▸ ARTICLE

▼

# Lionel Rio Grande 8213 only runs in reverse



## PeeWhy (Nov 18, 2013)

Hello all,

New guy here and I know nothing about model trains (or real trains really). What I do know is that I really enjoyed playing with my model train when I was young and would like to get it up and running again for my son. I have a Lionel O-scale Rio Grande Steam Locomotive 8213 (2-4-2). I also have all the tracks, cars, and the original transformer (type 4850) for the train as well. I spent quite a bit of time last night cleaning the tops and tips of the tracks so the electrical connection is good. I placed the locomotive on the track and fired up the transformer. Then I remembered why I stopped playing with my train. It only goes in reverse now. Every time I swing the transformer from off to on, the light on the locomotive comes on but the motor of the train only spins when it is time to go backwards. Plus it only really moves backwards when I almost max out the transformer and it sort of surges, it’s not a smooth roll. The plus side is the light and smoke stack still work so that was exciting to watch.

With all that being said, is this something I can fix myself, can I possibly take it somewhere, or send it off for repair? I am semi-mechanically inclined but have NEVER worked on a train before. Plus I do not want to get in over my head. 

Every year at a train museum down the road they have a Christmas show and a hobby group brings in model trains and runs them for the kids. I plan to talk to someone there about my train this year now that I have the train in my hand but I did want to find an online board to ask my questions as well.

Summary:
1.	Lionel O-scale Rio Grande Steam Locomotive 8213 only goes backwards
2.	Reverse is not a smooth roll, it surges and requires almost full power
3.	I have never worked on a train before but willing to try (I think)

▲

▸ DATA EXTRACT
▼

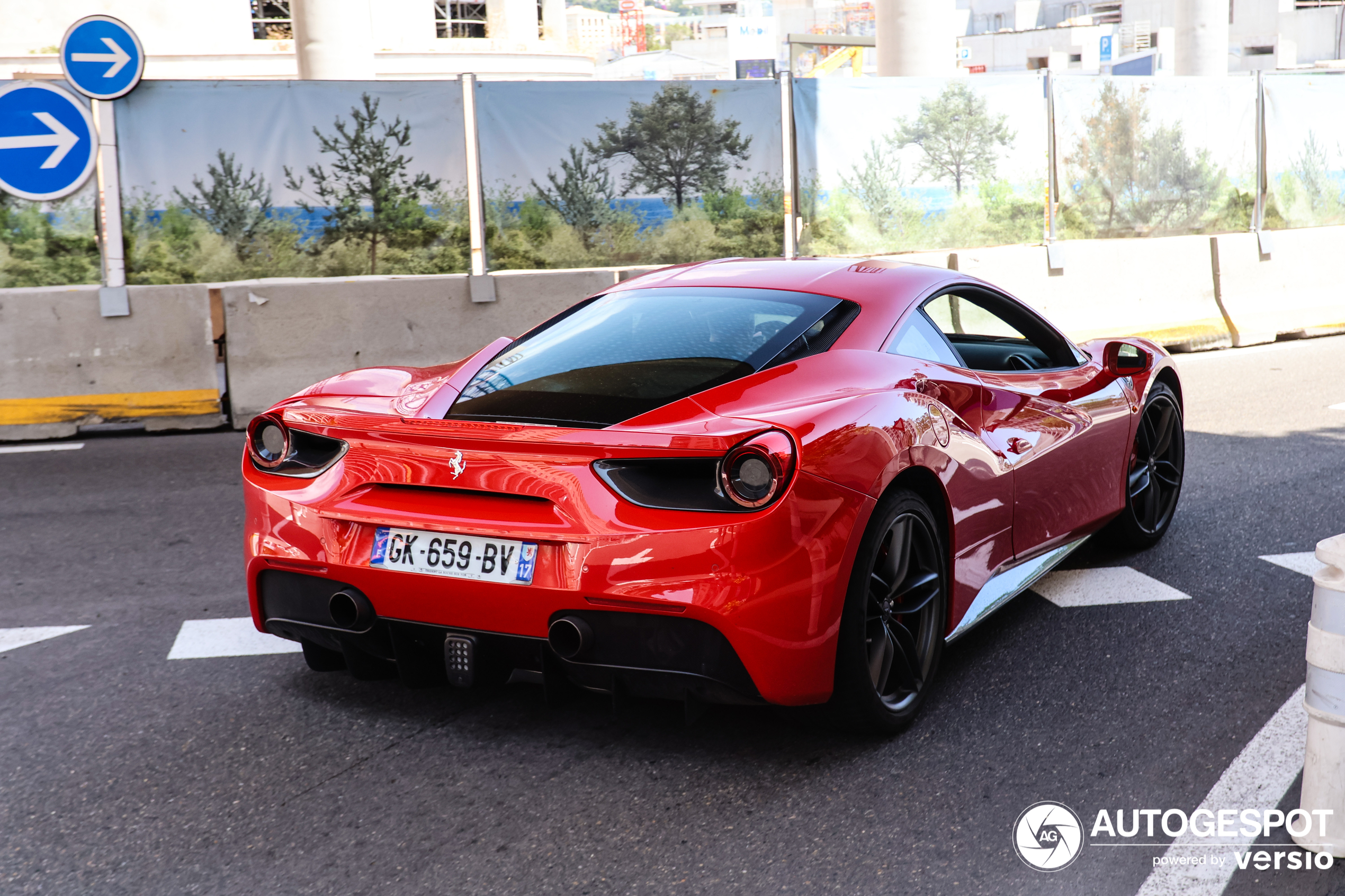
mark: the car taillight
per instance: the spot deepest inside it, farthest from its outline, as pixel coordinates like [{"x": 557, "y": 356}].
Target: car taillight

▲

▸ PROBLEM DETAILS
Could you copy, word for word, everything in the locomotive post above from "Every year at" down to "questions as well."?

▸ RESULT OF THE EXERCISE
Every year at a train museum down the road they have a Christmas show and a hobby group brings in model trains and runs them for the kids. I plan to talk to someone there about my train this year now that I have the train in my hand but I did want to find an online board to ask my questions as well.